More Than 2,800 Tickets to Landlords Each Month — Council Demands More Enforcement

At last week’s City of Cleveland budget hearing, the Law Department put some numbers on the table that every Cleveland landlord needs to hear.

During Q4 2025 alone, the city issued more than 1,500 civil infraction tickets to landlords for housing code violations. That’s roughly 500 tickets per month. At $200 per ticket, the city is generating approximately $100,000 per month in fines — and those fines don’t just disappear if you ignore them.

They get assessed directly to your property taxes. They accrue at 18% annual interest. And they become a lien on your title.

The hearing took place on February 18, 2026, during the Finance, Diversity, Equity & Inclusion Committee’s Day 2 budget sessions. Councilman Richard Starr (Ward 5) spent roughly 20 minutes questioning Chief Code Enforcement Officer Dave Roberts about enforcement numbers, prosecution gaps, and what the city is doing about repeat offenders. You can watch the full exchange starting at 38:15 in the hearing video.

Here’s what came out of it — and what it means if you own rental property in Cleveland.

Civil Tickets: The Enforcement Tool That’s Actually Working

The headline number from the hearing isn’t the 432 criminal prosecutions filed in 2025 — it’s the civil ticket volume. Chief Roberts confirmed that inspectors can now issue $200 civil infraction tickets on the spot, and they can issue them every single day for ongoing violations.

These tickets work like parking tickets on steroids. You don’t have to show up in court. You don’t get a hearing date. The fine just appears on your property tax bill. If you don’t pay it, it grows at 18% annual interest and becomes a lien that follows the property.

Roberts gave a telling example during the hearing: the city recently sent bulk civil tickets to an owner of approximately 200 rental properties for failure to register. That owner called the next day to negotiate a compliance schedule — including getting lead safe certificates.

The tickets worked where years of other enforcement efforts hadn’t.

Criminal Prosecution Is Happening Too — But the Civil Tickets Are the Real Story

On top of the civil tickets, the Law Department prosecuted 432 first-degree misdemeanor criminal complaints in 2025 for failure to comply with Building & Housing orders. The department has seven attorneys dedicated to criminal housing cases in Housing Court.

But here’s what matters for most landlords: the city doesn’t have to choose between civil and criminal enforcement. Roberts confirmed that inspectors can use both tools simultaneously. There is no fixed number of civil tickets before escalation to criminal prosecution — an inspector can go straight to criminal proceedings if the situation warrants it.

**Given records**
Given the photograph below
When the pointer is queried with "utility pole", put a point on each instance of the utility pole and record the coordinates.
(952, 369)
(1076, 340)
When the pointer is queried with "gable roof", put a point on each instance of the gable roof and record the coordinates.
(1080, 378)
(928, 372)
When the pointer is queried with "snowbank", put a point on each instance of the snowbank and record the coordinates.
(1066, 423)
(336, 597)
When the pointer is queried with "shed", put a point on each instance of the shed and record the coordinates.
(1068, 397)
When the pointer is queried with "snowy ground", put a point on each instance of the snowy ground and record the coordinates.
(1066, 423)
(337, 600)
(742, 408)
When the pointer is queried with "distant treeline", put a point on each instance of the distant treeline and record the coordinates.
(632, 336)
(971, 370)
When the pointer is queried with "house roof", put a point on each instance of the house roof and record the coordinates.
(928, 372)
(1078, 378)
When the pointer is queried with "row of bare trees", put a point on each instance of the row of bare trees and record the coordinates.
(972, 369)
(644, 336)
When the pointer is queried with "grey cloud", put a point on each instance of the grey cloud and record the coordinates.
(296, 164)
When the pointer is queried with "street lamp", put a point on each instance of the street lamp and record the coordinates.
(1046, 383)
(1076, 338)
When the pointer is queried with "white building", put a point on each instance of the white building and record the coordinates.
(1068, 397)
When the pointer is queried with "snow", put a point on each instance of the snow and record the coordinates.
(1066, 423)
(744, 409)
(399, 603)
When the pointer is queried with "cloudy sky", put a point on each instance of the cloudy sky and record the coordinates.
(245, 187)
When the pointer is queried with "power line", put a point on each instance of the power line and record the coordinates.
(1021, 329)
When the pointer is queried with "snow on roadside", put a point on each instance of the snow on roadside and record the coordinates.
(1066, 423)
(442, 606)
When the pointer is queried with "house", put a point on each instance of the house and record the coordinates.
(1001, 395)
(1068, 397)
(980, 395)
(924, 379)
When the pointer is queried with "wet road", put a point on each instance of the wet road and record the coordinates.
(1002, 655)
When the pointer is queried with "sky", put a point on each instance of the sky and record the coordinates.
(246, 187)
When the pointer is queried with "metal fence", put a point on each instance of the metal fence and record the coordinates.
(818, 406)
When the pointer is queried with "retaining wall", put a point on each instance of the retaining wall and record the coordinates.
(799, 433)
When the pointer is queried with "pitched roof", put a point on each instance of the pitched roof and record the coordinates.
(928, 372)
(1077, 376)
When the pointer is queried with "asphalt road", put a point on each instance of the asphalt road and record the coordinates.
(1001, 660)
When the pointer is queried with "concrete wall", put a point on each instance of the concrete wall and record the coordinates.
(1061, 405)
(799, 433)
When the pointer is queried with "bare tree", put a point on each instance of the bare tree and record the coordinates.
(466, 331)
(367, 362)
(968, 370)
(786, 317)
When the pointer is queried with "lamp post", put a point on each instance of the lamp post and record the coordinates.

**Work to complete**
(1) Answer these from the article on Cleveland landlord enforcement:
(a) On what date did the budget hearing take place?
(b) At what annual interest rate do unpaid civil ticket fines accrue?
(c) How many attorneys does the Law Department have dedicated to criminal housing cases in Housing Court?
(2) Write out the stretch of the article on Cleveland landlord enforcement from "The tickets worked" through "in Housing Court.", word for word.

**Worked answers**
(1)
(a) February 18, 2026
(b) 18%
(c) Seven

(2)
The tickets worked where years of other enforcement efforts hadn’t.

Criminal Prosecution Is Happening Too — But the Civil Tickets Are the Real Story

On top of the civil tickets, the Law Department prosecuted 432 first-degree misdemeanor criminal complaints in 2025 for failure to comply with Building & Housing orders. The department has seven attorneys dedicated to criminal housing cases in Housing Court.